Begin Source material

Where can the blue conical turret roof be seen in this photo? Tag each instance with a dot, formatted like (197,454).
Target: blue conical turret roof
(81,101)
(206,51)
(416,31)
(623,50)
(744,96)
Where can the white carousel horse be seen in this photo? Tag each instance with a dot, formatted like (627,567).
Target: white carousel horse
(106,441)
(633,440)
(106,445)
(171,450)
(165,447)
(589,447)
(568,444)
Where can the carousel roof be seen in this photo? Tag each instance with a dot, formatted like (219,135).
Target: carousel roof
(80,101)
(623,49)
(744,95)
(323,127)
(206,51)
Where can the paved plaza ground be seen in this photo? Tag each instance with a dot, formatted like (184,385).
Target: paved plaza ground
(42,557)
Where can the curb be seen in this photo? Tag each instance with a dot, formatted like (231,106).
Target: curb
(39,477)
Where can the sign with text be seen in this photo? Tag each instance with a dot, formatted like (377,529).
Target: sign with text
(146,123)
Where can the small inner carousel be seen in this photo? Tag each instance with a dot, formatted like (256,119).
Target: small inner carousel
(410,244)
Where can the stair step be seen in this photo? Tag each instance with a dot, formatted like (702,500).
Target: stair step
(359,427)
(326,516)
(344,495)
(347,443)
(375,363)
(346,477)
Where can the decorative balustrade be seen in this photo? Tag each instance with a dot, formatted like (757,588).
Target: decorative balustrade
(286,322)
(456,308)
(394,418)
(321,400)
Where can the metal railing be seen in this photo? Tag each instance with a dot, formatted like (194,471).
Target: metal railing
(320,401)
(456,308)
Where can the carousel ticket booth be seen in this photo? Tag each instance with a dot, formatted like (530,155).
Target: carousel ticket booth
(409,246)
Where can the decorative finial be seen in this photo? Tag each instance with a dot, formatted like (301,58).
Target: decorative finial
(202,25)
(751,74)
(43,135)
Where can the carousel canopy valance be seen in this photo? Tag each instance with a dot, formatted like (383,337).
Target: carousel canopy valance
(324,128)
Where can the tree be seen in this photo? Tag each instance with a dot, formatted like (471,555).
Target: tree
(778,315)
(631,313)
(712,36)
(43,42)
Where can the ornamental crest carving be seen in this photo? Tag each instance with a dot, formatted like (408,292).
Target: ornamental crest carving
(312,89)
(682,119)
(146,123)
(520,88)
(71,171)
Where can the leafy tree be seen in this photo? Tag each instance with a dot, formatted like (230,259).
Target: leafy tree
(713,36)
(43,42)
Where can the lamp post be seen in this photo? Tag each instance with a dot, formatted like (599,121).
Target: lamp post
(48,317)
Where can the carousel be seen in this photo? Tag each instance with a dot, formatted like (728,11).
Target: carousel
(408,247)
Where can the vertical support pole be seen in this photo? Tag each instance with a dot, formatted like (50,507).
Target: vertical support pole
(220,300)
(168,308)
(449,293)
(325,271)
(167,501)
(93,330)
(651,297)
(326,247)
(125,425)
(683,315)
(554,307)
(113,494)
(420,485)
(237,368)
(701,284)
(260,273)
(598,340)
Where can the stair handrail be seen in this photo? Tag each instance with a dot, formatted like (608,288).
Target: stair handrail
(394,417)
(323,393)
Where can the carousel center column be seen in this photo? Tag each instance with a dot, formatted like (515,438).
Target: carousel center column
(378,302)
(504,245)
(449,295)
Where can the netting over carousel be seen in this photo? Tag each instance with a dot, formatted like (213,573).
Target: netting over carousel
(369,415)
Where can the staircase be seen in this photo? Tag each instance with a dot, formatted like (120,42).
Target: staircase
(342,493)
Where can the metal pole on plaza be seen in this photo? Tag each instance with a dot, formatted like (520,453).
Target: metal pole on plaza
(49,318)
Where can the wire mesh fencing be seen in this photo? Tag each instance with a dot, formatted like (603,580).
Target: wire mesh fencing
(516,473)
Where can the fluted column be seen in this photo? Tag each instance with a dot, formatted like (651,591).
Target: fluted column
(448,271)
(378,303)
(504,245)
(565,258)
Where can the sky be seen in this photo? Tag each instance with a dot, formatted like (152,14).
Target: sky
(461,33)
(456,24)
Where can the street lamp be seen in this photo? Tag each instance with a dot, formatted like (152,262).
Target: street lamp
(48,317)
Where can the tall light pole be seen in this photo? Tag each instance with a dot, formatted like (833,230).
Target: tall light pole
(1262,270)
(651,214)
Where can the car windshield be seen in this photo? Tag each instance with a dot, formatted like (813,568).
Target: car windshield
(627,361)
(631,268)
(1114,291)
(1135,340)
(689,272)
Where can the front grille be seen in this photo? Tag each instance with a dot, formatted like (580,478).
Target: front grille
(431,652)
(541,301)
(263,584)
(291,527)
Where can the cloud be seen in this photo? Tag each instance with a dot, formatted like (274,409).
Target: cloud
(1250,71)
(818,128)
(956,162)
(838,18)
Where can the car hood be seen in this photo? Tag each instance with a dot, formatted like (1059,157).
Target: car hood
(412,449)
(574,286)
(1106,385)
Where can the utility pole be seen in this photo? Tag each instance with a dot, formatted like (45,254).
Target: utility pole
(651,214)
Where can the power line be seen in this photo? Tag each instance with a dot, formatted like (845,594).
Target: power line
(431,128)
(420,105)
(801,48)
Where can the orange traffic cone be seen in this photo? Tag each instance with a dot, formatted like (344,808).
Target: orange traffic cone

End Source material

* Written problem *
Reproduce the records above exactly, starting with the line that contains "Where can the tall" and ending with the last line.

* Solution to this task *
Where can the tall light pole be seen in this photo? Tag each instance with a dot, formatted like (833,230).
Target: tall light pole
(1262,270)
(651,214)
Where can the car windshield be seen in this photo? Tag each instance with a dot, formatted like (813,568).
Target: car windshield
(627,361)
(631,268)
(1114,291)
(1135,340)
(689,272)
Where can the front grille be seen in this photo? Tag each instance with a dot, formatted like (580,478).
Target: front grille
(431,652)
(541,301)
(263,584)
(291,527)
Where can the cloud be seen in this photo? Tag each instance with a dot, formatted like (274,409).
Target: cloud
(1250,71)
(818,128)
(956,162)
(838,18)
Where can the car hood be seen in this photo? Tag each instance with a dot, formatted like (1059,157).
Target: car hood
(412,449)
(574,286)
(1106,385)
Where can the utility pole be seen in this photo? Tag each instance with a dot, formatted like (45,254).
Target: utility pole
(651,214)
Where can the power line be seen in this photo? Tag each instance with a dot, formatted like (845,594).
Target: power line
(431,128)
(420,105)
(801,48)
Where can the orange traffic cone be seen in this photo? Tag each instance with a dot, formatted like (344,808).
Target: orange traffic cone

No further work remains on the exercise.